BEGIN Provided records

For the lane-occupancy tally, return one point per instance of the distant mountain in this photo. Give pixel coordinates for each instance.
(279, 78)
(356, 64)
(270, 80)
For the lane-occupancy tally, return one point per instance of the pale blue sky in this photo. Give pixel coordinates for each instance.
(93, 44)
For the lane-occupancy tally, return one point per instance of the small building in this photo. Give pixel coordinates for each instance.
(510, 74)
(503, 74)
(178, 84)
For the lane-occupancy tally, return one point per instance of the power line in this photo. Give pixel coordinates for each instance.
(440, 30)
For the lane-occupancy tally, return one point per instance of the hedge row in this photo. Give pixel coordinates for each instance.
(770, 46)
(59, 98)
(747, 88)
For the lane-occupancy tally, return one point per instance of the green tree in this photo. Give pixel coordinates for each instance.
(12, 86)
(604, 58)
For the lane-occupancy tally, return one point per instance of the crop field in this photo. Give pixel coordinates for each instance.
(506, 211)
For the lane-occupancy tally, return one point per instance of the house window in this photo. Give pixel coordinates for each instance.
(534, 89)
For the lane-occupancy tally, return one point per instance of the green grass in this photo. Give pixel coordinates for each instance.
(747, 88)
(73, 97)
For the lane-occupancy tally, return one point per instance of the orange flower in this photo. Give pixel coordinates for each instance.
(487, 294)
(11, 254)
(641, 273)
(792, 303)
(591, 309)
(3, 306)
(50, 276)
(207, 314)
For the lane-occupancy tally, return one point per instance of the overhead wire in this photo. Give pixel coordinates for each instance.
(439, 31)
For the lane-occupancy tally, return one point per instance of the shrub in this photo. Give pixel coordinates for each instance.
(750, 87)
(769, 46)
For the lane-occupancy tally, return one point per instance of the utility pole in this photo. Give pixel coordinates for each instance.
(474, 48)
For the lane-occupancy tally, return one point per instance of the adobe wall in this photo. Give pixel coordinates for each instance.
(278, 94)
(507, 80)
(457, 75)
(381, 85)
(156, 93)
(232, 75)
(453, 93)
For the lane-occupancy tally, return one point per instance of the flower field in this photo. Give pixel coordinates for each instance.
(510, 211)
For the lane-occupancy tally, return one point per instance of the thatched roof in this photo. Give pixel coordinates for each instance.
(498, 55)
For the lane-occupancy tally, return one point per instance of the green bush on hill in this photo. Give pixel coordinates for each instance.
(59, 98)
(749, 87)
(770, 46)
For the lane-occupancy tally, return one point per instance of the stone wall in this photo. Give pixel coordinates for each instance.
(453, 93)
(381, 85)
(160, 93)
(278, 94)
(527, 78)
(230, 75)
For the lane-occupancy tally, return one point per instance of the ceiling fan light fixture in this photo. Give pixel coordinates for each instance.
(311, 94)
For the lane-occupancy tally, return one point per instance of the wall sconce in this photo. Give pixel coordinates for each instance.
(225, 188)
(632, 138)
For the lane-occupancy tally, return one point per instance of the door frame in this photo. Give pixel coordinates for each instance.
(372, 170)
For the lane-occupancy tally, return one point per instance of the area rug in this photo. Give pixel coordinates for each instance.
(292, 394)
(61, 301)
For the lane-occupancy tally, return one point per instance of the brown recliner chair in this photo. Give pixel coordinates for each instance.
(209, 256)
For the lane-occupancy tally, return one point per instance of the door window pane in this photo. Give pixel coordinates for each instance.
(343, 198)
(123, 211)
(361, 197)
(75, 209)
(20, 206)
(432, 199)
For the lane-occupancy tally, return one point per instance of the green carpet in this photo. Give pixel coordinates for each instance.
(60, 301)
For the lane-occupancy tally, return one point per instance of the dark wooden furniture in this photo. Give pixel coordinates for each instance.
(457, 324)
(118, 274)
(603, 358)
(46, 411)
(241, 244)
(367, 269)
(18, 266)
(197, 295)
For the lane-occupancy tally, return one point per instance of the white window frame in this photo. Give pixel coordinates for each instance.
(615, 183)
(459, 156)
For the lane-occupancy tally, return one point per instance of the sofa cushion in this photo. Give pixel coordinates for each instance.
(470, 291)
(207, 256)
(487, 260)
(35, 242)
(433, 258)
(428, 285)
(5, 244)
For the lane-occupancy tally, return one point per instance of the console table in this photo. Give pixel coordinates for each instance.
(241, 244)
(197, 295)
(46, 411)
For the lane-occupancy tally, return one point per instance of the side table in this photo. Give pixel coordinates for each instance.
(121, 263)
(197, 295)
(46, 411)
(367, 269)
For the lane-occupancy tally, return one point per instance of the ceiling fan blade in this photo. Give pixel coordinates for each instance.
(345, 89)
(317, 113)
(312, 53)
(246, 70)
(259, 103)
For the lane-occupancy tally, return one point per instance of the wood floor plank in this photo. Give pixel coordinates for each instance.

END Provided records

Work order — All lines from the one containing "of the sofa" through the final line of the listing above are to be reproduced exactly; include both and add nothing.

Response to the exercise —
For the lane-occupancy tally, return one point per instance of the sofa cushion in this photo. Give pixel coordinates for each instance.
(470, 291)
(207, 256)
(487, 260)
(35, 242)
(433, 258)
(428, 285)
(5, 244)
For the lane-occupancy tally, return one point per instance of the console table in this photo. Give pixel coordinates for each instance.
(241, 244)
(197, 295)
(46, 411)
For the lane-occupancy tally, return one point per instance of the side table in this photo. Give pixel coordinates for each instance.
(121, 263)
(197, 295)
(46, 411)
(367, 269)
For the lane-occupancy tally, return one point per instance of the ceiling fan blade in this photo. Give pixel coordinates for each instance.
(345, 89)
(317, 113)
(312, 53)
(246, 70)
(259, 103)
For the lane-occupancy tally, return one point per instance of the wood floor plank in this photo. Give pixel coordinates for each instance.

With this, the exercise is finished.